PROBLEMS AND TASKS
(a) Copy the passage of the open source interview from "As a strategic" to "are contributing to." word for word.
(b) In the open source interview, who taps the collective pool of expertise when there is a bug?
(c) Rewrite the paragraph of the open source interview that begins "As a developer leveraging that technology" as a short list that keeps its main facts.

TEXT PASSAGE
Personally I think that working with open source software is a great way to learn and I would recommend anyone writing code to consider using open source as a way to add to their personal coding knowledge base.

What are the advantages of tapping into the open source software trend that seems to be building?

One of the major advantages I see from using open-source software is that it makes possible taking some outstanding work from a community of developers. With open source software, I can put software to work immediately without much effort.

As a developer leveraging that technology — and not developing it yourself — you get the added benefit of very minimal maintenance on that piece of your software. If there is a bug, the community taps the collective pool of expertise. When someone adds to a project, everyone can take advantage of that innovation. The advantages of this approach range from greater reliability or a more rapid pace for innovation.

And I would definitely recommend giving back to the community wherever possible.

When you want to use open source software, what is your process for testing and determining what you can do with a particular library or component?

That’s a very good question. This is my favorite part actually.

Because there are so many great open-source technologies out there I get to play with all of them when considering which component(s) to use. I don’t have a particular process that I use to evaluate the software. I have a clear idea of what I need out of the component before I begin the evaluation. If there are similar components I will try to match each of them up to one another and determine which one fits my requirements the best.

Is this work or play? You seem quite enthusiastic about what strikes me as very complicated technical work?

To be candid, I find exploring, learning, and building enjoyable. I can’t speak for the other technologists at Digital Reasoning, but I find this type of problem-solving and analytical work both fun and rewarding. Maybe “play” is not the right word, but I like the challenge of this type of engineering.

Quite a few companies are supporting open source, including IBM. in your view will more companies be developing with open source in mind?

Yes, I definitely believe that more and more companies will begin supporting the open-source community simply because of the vast amount of benefits they can gain.

As a strategic move to support open-source a company could easily reduce development costs by “outsourcing” development to a particular piece of community-supported technology rather than developing it themselves.

The use of open source means that an organization not only get access to a piece of software that is not completely developed by them, but they also get to interface with some potential candidates for employment, contribute to fostering new ideas, and work within a community that is very passionate about what they are contributing to.

What next for Digital Reasoning and open source?

Our commitment to open source is strong. We have a number of ideas about projects. Look for further announcements in the future.

INFORMATION SUPPLIED
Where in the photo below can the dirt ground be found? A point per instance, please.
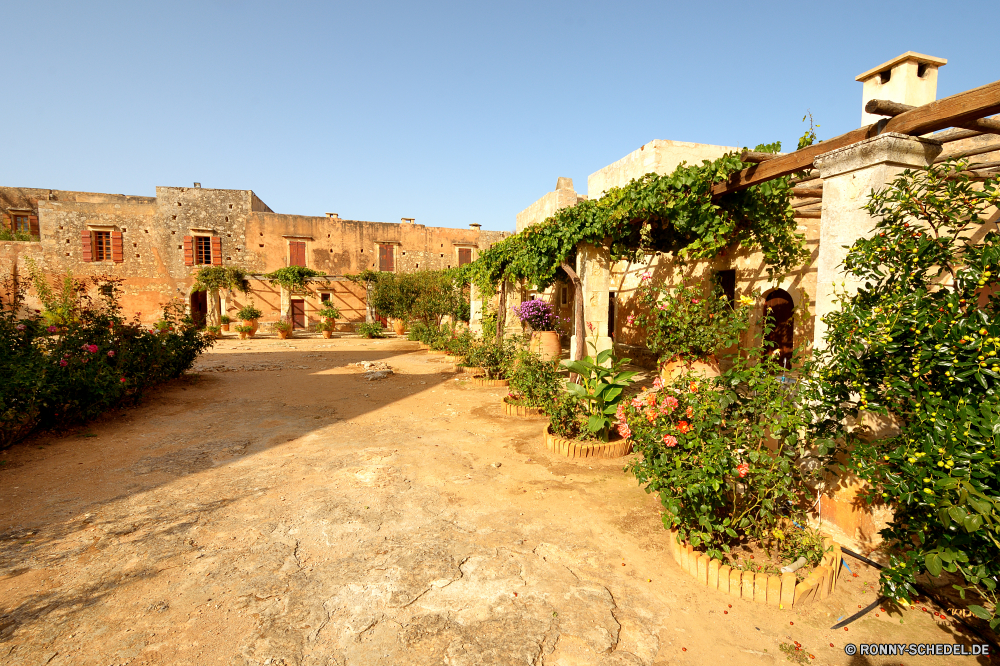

RESULTS BY TASK
(a)
As a strategic move to support open-source a company could easily reduce development costs by “outsourcing” development to a particular piece of community-supported technology rather than developing it themselves.

The use of open source means that an organization not only get access to a piece of software that is not completely developed by them, but they also get to interface with some potential candidates for employment, contribute to fostering new ideas, and work within a community that is very passionate about what they are contributing to.

(b) The community.

(c)
- Using the technology rather than developing it yourself means very minimal maintenance on that part of your software.
- If there is a bug, the community draws on its collective pool of expertise.
- When someone adds to a project, everyone can benefit from that innovation.
- The advantages include greater reliability and a more rapid pace of innovation.